----- Excerto da fonte
IV.III - Factos não provados
29.Dos factos com interesse para a decisão da causa, todos objeto de análise concreta, não se provaram os que não constam da factualidade supra descrita.
V. Matéria de Direito
30.Passando-se à apreciação do mérito da causa a analisar nos presentes autos, entende-se que a matéria controvertida que foi sujeita à apreciação deste Tribunal se resume a apreciar a legalidade das liquidações adicionais de IVA e de juros compensatórios promovidas pela Requerida.
31.Mais concretamente, caberá avaliar a legalidade do entendimento veiculado pela Requerida de que às empreitadas de reabilitação urbana realizadas em ARU, mas para as quais não tenha sido aprovada uma ORU, dever-se-á aplicar a taxa normal (23%) e não a taxa reduzida (6%) de IVA, para efeitos de liquidação do imposto devido incidente sobre aquelas operações.
----------
----- Excertos da listagem
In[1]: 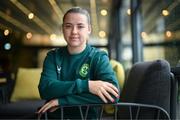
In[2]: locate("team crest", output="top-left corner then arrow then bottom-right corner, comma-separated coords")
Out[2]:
79,63 -> 89,77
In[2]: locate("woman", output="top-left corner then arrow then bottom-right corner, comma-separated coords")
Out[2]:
38,7 -> 119,119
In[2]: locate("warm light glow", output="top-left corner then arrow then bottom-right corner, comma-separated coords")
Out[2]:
4,43 -> 11,50
28,13 -> 34,19
162,10 -> 169,16
99,31 -> 106,38
127,9 -> 131,15
166,31 -> 172,37
141,32 -> 148,40
50,34 -> 57,40
101,9 -> 107,16
4,29 -> 9,36
26,32 -> 32,39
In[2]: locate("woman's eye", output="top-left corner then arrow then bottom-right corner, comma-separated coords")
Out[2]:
78,26 -> 84,29
65,25 -> 71,28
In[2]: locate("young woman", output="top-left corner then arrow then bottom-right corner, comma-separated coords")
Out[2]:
38,7 -> 119,119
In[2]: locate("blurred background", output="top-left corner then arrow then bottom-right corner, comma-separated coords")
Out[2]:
0,0 -> 180,73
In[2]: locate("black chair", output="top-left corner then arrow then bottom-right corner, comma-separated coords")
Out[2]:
38,102 -> 170,120
119,60 -> 177,119
39,60 -> 176,119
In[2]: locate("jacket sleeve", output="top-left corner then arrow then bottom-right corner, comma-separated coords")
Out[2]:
38,51 -> 88,100
59,52 -> 119,105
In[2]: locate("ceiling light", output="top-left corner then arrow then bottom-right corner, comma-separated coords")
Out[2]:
127,9 -> 131,15
4,29 -> 9,36
166,31 -> 172,38
99,31 -> 106,38
28,13 -> 34,20
162,10 -> 169,16
50,34 -> 56,40
101,9 -> 107,16
26,32 -> 32,39
4,43 -> 11,50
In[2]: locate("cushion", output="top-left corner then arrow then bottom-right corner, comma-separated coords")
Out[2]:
11,68 -> 42,102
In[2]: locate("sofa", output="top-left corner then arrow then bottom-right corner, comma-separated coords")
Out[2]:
----------
Trabalho a realizar ▸
1/ Segundo o excerto, que taxa de IVA a Requerida considera aplicável às empreitadas de reabilitação urbana realizadas em ARU sem ORU aprovada?
2/ Por favor, extraia do excerto, sem alterações, o trecho desde "IV.III - Factos" até "promovidas pela Requerida.".
Baseie-se unicamente no excerto.

Respostas do exercício ▸
1/ A taxa normal de 23%.

2/
IV.III - Factos não provados
29.Dos factos com interesse para a decisão da causa, todos objeto de análise concreta, não se provaram os que não constam da factualidade supra descrita.
V. Matéria de Direito
30.Passando-se à apreciação do mérito da causa a analisar nos presentes autos, entende-se que a matéria controvertida que foi sujeita à apreciação deste Tribunal se resume a apreciar a legalidade das liquidações adicionais de IVA e de juros compensatórios promovidas pela Requerida.